▶ [Questions sur les données]:
a) Traduisez en anglais la phrase suivante, tirée du discours sur la manifestation à Hebron : « Je vois derrière nous quelques-uns des colons les plus extrémistes, qui ne sont pas très contents que nous ayons pu parvenir jusqu’ici. »
b) Prolongez s'il vous plaît le discours sur la manifestation à Hebron, en commençant juste après sa dernière phrase.

▶ [Extrait du texte]:
###

Trad. : Gérard Eizenberg pour La Paix Maintenant
Je vois derrière nous quelques-uns des colons les plus extrémistes, qui ne sont pas très contents que nous ayons pu parvenir jusqu’ici. Jeudi dernier, après l’évacuation symbolique du nouvel avant-poste qu’ils avaient tenté d’établir ici-même, un officier de police me demandait au téléphone : « ça tient toujours? vous voulez toujours manifester? ». A Jérusalem, il y a quelques jours, j’ai reçu un conseil d’ami : « allez a Gaza, ou manifestez devant l’immeuble d’Arafat ». Mes amis, eux aussi, me demandent avec effarement : « a quoi servent toutes ces manifestations? qu’as-tu laissé derrière toi à Hebron? »

###

[Données d'ancrage de points dans l'image]

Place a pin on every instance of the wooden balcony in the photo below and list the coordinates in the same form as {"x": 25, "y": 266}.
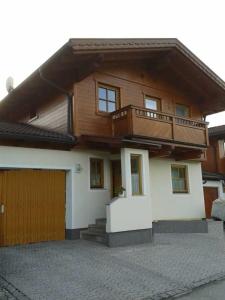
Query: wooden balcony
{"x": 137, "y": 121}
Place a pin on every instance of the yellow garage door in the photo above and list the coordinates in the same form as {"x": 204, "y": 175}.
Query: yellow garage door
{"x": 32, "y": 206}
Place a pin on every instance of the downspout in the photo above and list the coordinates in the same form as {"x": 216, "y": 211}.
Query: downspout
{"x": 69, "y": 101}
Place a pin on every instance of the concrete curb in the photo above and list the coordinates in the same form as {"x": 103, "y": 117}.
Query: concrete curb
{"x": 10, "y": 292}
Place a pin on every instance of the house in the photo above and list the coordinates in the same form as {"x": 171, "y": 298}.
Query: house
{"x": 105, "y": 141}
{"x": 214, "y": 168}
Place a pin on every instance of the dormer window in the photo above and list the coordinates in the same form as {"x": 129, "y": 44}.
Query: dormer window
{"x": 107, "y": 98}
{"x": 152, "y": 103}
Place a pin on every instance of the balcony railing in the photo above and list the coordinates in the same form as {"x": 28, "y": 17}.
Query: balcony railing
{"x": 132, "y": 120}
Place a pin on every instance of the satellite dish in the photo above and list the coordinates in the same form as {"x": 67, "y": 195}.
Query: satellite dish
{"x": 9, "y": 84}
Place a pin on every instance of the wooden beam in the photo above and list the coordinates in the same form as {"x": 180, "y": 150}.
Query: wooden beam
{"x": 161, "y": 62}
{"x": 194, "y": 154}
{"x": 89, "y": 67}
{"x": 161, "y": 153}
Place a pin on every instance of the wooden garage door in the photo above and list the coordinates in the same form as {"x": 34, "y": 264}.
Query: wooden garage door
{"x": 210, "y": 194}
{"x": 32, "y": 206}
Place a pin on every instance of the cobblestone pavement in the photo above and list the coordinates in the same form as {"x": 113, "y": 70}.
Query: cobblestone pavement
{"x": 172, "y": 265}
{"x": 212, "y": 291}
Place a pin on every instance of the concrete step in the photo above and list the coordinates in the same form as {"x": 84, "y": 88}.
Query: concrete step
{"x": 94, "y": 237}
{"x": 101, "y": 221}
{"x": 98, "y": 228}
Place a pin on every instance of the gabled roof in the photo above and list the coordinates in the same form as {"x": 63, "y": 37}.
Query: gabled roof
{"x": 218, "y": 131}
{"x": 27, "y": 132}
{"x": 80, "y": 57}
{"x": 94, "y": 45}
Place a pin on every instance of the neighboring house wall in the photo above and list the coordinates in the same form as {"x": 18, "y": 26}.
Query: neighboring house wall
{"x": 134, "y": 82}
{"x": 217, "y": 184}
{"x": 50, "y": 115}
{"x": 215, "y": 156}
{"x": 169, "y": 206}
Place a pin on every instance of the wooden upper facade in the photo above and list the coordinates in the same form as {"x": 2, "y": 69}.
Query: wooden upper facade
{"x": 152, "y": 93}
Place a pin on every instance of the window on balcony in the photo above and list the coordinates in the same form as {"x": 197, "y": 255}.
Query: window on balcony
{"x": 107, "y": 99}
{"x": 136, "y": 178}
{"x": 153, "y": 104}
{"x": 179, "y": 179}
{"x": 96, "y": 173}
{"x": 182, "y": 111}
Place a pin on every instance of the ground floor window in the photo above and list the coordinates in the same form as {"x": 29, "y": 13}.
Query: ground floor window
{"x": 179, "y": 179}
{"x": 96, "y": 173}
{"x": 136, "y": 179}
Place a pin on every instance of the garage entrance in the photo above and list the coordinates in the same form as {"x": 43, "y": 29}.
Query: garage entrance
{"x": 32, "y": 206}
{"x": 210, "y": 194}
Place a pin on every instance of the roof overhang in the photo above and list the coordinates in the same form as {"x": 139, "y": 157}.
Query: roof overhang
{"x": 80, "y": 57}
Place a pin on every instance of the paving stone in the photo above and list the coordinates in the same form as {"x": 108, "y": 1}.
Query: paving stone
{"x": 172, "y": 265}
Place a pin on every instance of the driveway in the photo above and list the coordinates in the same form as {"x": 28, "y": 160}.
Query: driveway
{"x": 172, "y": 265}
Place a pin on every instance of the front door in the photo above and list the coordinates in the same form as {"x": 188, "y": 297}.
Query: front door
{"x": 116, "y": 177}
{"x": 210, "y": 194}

###

▶ [Réponses par point]:
a) Behind us I see some of the most extremist settlers, who are not very happy that we managed to get this far.

b)
Je vais vous dire ce que nous avons laissé derrière nous à Hebron. La première fois que je suis venu à Hebron, j’étais soldat. J’y etais venu « protéger » plusieurs colons, qui sont d’ailleurs toujours sur place, alors qu’ils célébraient la bar-mitsva de l’un des fils de Moshe Levinger (un des leaders « historiques » des colons de Hebron / Kiryat Arba, ndt) au caveau des Patriarches. Pendant la cérémonie, le père a béni son fils de ces mots : « puisses-tu continuer à renverser les étalages des Arabes sur la place du marché ».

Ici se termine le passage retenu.